**BRIEF:**
Gather every line of the records below that contains the string "metal". Match case exactly.

**RECORDS SUPPLIED:**
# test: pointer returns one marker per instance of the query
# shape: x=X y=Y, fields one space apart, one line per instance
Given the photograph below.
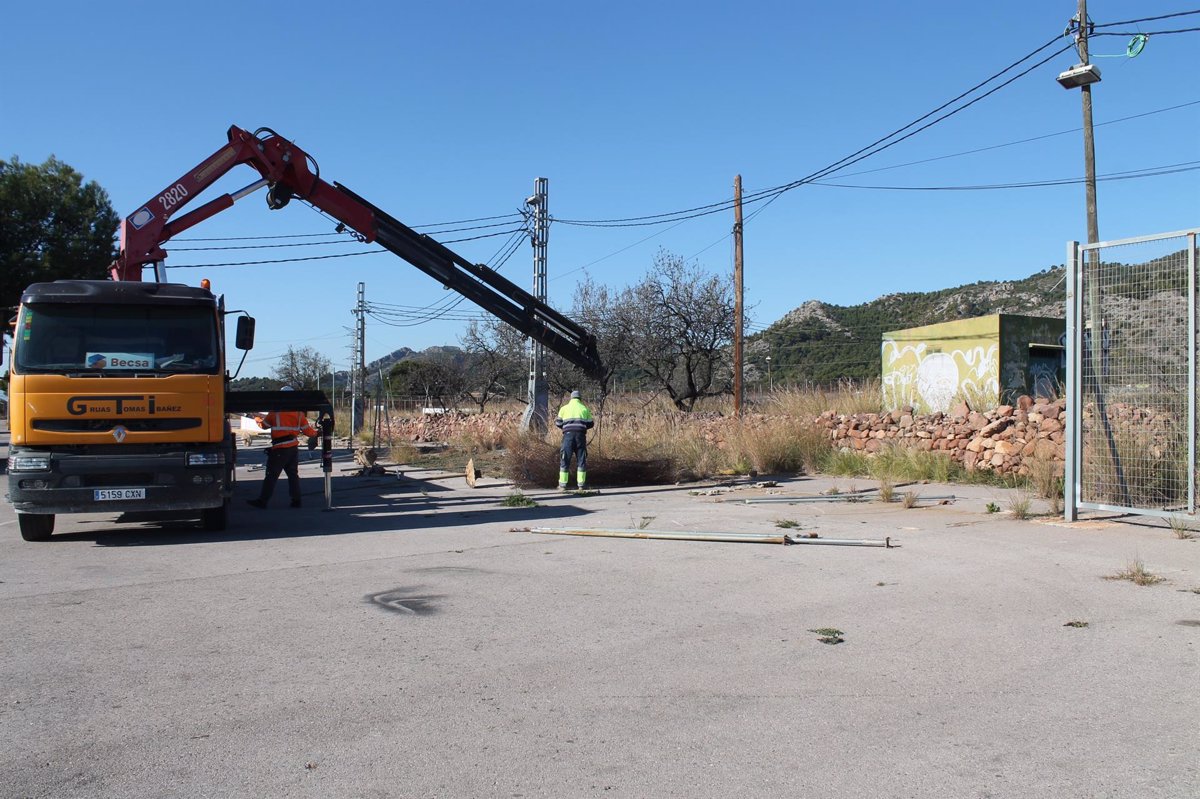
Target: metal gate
x=1132 y=376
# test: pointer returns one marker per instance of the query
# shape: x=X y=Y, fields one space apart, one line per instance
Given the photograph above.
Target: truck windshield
x=115 y=340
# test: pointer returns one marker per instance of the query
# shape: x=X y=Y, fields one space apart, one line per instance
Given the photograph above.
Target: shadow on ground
x=360 y=505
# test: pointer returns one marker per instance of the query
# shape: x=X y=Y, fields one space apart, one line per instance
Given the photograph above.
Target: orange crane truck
x=119 y=389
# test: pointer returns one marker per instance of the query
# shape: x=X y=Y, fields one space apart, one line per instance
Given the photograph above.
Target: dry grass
x=887 y=490
x=777 y=445
x=532 y=462
x=1019 y=505
x=846 y=397
x=1181 y=528
x=1045 y=476
x=479 y=439
x=1135 y=572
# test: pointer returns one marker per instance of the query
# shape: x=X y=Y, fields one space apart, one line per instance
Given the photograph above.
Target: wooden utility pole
x=738 y=324
x=1093 y=228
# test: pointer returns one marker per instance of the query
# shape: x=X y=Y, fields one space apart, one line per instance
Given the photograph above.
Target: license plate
x=120 y=493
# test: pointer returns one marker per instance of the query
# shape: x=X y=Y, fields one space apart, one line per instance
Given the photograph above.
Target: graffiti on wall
x=929 y=379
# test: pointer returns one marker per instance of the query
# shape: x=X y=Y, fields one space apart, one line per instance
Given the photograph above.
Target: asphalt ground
x=409 y=644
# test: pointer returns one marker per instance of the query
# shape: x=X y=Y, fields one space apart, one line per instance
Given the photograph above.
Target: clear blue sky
x=447 y=112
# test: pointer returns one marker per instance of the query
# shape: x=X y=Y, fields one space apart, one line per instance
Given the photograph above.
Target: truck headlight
x=29 y=463
x=205 y=458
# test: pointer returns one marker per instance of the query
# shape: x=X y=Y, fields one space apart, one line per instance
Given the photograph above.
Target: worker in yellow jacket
x=285 y=454
x=575 y=420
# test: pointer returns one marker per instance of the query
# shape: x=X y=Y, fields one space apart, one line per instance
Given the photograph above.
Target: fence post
x=1074 y=398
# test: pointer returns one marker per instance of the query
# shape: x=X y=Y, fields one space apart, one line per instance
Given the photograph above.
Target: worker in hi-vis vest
x=285 y=454
x=575 y=420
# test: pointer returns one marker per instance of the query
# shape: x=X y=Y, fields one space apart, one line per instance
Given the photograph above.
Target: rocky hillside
x=819 y=342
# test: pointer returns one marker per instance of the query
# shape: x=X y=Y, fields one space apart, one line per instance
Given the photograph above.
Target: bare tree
x=301 y=368
x=610 y=316
x=682 y=323
x=436 y=377
x=496 y=361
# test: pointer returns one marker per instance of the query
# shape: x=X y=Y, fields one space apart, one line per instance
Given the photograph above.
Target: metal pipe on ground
x=695 y=535
x=832 y=498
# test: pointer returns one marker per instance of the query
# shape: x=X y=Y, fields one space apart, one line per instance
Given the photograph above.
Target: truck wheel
x=36 y=527
x=215 y=518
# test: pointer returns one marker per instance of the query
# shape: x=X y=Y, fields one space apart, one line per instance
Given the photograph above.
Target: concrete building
x=987 y=360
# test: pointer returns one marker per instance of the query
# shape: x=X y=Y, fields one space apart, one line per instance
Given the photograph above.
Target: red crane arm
x=281 y=163
x=286 y=169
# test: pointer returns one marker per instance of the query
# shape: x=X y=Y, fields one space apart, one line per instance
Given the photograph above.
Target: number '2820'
x=173 y=197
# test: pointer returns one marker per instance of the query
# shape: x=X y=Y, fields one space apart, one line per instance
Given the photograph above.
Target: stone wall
x=1003 y=440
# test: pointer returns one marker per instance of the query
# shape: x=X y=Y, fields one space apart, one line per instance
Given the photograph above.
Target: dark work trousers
x=574 y=443
x=282 y=460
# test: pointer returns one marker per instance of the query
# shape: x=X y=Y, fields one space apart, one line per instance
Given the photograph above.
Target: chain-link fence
x=1132 y=376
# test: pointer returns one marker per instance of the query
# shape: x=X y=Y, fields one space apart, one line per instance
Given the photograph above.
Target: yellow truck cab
x=117 y=403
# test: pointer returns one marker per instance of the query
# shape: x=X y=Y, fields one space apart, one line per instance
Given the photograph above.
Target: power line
x=1133 y=174
x=1133 y=22
x=345 y=254
x=858 y=155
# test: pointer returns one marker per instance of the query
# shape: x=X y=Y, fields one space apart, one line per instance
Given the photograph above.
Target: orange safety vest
x=286 y=427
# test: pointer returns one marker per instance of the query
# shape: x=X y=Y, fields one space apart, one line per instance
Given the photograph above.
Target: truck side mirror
x=245 y=337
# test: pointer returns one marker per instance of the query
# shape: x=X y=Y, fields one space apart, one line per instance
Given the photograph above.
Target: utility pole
x=1093 y=227
x=738 y=322
x=538 y=410
x=358 y=364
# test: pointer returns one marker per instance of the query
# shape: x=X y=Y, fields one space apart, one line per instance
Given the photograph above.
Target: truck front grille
x=105 y=425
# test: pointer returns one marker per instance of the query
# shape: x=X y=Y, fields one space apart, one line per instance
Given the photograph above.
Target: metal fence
x=1132 y=376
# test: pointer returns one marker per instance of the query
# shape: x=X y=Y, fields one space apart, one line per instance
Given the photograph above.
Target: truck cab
x=118 y=403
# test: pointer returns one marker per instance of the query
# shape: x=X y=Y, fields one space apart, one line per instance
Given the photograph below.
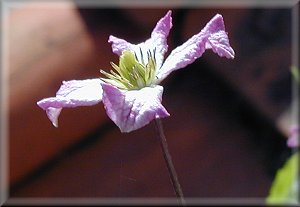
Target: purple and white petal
x=72 y=94
x=131 y=110
x=212 y=36
x=157 y=42
x=159 y=37
x=293 y=140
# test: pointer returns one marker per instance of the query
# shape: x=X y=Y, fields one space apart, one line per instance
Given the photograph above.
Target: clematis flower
x=131 y=93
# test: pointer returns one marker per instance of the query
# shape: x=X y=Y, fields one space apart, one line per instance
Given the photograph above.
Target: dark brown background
x=222 y=132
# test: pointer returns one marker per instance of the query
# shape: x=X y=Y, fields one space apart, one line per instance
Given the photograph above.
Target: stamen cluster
x=132 y=74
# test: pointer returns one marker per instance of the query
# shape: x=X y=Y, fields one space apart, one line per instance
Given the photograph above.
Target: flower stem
x=169 y=163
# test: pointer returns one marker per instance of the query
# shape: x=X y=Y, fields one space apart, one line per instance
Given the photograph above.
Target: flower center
x=132 y=74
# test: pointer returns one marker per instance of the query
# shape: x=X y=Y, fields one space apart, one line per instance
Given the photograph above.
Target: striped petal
x=131 y=110
x=212 y=36
x=72 y=94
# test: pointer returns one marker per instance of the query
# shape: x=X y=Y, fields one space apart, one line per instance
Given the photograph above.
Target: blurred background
x=229 y=118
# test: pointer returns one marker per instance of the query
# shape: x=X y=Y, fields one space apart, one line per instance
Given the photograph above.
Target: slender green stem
x=169 y=163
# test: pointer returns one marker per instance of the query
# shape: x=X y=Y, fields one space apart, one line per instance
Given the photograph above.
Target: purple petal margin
x=72 y=94
x=212 y=36
x=131 y=110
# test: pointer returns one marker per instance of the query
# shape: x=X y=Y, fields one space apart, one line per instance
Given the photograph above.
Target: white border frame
x=5 y=7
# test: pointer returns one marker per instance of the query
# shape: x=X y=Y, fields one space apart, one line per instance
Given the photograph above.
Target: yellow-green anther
x=131 y=74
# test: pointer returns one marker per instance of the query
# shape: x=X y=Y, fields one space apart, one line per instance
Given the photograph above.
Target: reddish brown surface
x=215 y=154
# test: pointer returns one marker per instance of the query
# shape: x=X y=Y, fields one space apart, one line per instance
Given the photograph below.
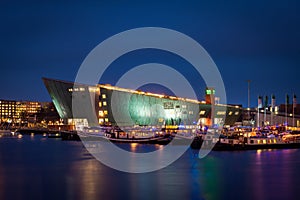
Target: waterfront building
x=27 y=112
x=135 y=107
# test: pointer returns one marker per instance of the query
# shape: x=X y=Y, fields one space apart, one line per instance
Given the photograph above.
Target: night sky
x=257 y=40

**FINAL RESULT:**
Target: metal gate
Target: metal pipe on ground
Target: metal fence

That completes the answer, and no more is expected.